*** Opening Data for the task ***

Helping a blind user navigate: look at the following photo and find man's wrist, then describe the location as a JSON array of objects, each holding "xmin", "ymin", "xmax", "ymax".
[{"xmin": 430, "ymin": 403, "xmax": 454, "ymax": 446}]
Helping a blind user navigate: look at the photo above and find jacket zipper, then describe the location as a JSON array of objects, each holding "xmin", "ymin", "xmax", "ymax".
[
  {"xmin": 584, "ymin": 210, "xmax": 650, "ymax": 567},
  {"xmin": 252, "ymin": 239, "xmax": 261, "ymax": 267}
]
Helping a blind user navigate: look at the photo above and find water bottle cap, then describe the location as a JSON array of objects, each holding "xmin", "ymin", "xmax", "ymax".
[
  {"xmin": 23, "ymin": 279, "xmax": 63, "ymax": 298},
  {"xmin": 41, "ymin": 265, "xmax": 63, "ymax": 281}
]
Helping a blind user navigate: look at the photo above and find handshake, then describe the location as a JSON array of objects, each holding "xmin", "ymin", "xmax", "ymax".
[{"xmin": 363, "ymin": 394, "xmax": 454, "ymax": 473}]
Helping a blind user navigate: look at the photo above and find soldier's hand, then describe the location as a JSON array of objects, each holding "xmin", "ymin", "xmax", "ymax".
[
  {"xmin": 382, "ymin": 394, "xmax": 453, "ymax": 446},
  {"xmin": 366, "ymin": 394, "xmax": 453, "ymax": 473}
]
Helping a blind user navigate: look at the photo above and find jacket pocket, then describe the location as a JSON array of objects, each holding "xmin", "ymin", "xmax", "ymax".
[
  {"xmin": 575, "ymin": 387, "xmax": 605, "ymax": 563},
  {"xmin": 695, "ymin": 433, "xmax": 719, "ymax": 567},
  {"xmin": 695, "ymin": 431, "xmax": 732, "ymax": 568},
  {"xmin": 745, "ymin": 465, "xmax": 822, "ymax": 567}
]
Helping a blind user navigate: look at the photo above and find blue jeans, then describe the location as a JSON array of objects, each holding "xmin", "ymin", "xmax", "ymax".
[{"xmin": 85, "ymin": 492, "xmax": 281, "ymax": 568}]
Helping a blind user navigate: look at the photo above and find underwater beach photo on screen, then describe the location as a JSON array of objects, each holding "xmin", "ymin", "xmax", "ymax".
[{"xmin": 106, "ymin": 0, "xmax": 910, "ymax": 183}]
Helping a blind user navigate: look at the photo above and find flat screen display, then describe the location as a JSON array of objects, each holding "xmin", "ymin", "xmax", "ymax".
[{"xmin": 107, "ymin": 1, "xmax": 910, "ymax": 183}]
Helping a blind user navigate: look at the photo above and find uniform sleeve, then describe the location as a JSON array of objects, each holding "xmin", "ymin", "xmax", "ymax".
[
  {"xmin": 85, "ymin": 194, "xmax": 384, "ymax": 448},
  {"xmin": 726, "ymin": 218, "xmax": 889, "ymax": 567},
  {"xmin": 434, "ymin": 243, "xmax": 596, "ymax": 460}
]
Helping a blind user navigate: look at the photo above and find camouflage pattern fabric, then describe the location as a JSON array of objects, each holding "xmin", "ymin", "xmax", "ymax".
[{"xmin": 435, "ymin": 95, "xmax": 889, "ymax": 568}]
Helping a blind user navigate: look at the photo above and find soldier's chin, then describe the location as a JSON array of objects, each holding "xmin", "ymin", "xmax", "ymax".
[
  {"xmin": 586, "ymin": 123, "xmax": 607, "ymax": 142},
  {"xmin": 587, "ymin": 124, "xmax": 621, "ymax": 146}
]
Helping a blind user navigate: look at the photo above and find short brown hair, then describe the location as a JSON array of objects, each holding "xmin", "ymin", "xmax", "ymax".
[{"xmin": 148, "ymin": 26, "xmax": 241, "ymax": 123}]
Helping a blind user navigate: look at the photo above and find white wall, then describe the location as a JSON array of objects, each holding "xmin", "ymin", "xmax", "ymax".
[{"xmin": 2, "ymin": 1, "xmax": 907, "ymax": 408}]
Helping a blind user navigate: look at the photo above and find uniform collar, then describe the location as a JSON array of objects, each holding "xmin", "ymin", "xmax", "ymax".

*** Closing Data for the task ***

§ Task prompt
Restate each of the entries above verbatim.

§ Answer for this exercise
Helping a blind user navigate: look at the following photo and find man's wrist, then describe the location as a JSON array of objects, each holding "xmin", "ymin", "xmax", "ymax".
[{"xmin": 430, "ymin": 403, "xmax": 454, "ymax": 446}]
Helping a blind user navigate: look at the photo above and find jacket zipper, then describe the location as a JSON array of objects, each holding "xmin", "ymin", "xmax", "ymax".
[
  {"xmin": 584, "ymin": 210, "xmax": 650, "ymax": 567},
  {"xmin": 252, "ymin": 239, "xmax": 261, "ymax": 267}
]
Helping a blind user navigate: look at the photo above and find water bottle cap, then describe the location as a JSON array of objects, each holding "xmin", "ymin", "xmax", "ymax".
[
  {"xmin": 23, "ymin": 279, "xmax": 63, "ymax": 298},
  {"xmin": 41, "ymin": 265, "xmax": 63, "ymax": 281}
]
Helping a blind user navigate: look at the photo above and find handshake, then describe the location as a JSON array of objects, each holding "xmin", "ymin", "xmax", "ymax".
[{"xmin": 363, "ymin": 394, "xmax": 454, "ymax": 473}]
Helping a blind user navigate: look at the photo above and find soldier's hand, then describe the location as a JSON array of objects, each holding "xmin", "ymin", "xmax", "ymax".
[
  {"xmin": 382, "ymin": 394, "xmax": 453, "ymax": 446},
  {"xmin": 366, "ymin": 394, "xmax": 453, "ymax": 473}
]
Helping a blind user navigate: look at the photo above and find jacket pocket, then describe the location as a JSON array of objects, each holding "xmin", "ymin", "xmax", "ymax".
[
  {"xmin": 575, "ymin": 387, "xmax": 605, "ymax": 563},
  {"xmin": 695, "ymin": 433, "xmax": 719, "ymax": 567},
  {"xmin": 695, "ymin": 431, "xmax": 732, "ymax": 568},
  {"xmin": 745, "ymin": 465, "xmax": 822, "ymax": 567}
]
Helping a blind user navigate: look at the photo above and find blue jeans, then describe the location as a JSON array of objects, each holding "xmin", "ymin", "xmax", "ymax".
[{"xmin": 85, "ymin": 492, "xmax": 281, "ymax": 568}]
Helping a blind user navigate: look at the photo above and find underwater beach photo on screen, then describe the location as a JSON array of objects, each holding "xmin", "ymin", "xmax", "ymax".
[{"xmin": 106, "ymin": 0, "xmax": 910, "ymax": 183}]
Helping a blind user navigate: look at the photo above and find flat screen display, then describe the location as a JSON array of objects, each holding "xmin", "ymin", "xmax", "ymax".
[{"xmin": 107, "ymin": 1, "xmax": 910, "ymax": 183}]
Helping a blind user navigate: look at the photo above and find uniform sleeve, then describe the location as a JSON array of objects, each holding "xmin", "ymin", "xmax", "ymax".
[
  {"xmin": 85, "ymin": 194, "xmax": 384, "ymax": 448},
  {"xmin": 726, "ymin": 218, "xmax": 889, "ymax": 567},
  {"xmin": 434, "ymin": 243, "xmax": 596, "ymax": 460}
]
Helping a blind user navigate: look at the photo above and find camouflage pattern fabric, then describe the location as a JSON array of objects, each holding "xmin", "ymin", "xmax", "ymax".
[{"xmin": 435, "ymin": 95, "xmax": 889, "ymax": 568}]
Helping a blind user navigate: look at the photo above and find soldier's chin, then describe the location as a JSON array of objects, each holding "xmin", "ymin", "xmax", "ymax".
[
  {"xmin": 586, "ymin": 123, "xmax": 607, "ymax": 142},
  {"xmin": 587, "ymin": 124, "xmax": 621, "ymax": 146}
]
Helping a blind user navigate: look at the photo above and find short brown hair, then describe the location as a JSON array of objects, each holding "xmin", "ymin", "xmax", "ymax".
[{"xmin": 148, "ymin": 26, "xmax": 241, "ymax": 123}]
Helping a blind user navigate: look at the photo above and find white wall, then describe the location as a JSON array of objects, each holding "xmin", "ymin", "xmax", "ymax".
[{"xmin": 2, "ymin": 1, "xmax": 907, "ymax": 408}]
Helping a blind user navigate: look at the photo above and find uniform collar, then describe the location as a JSON array of objects, each holding "xmin", "ymin", "xmax", "ymax".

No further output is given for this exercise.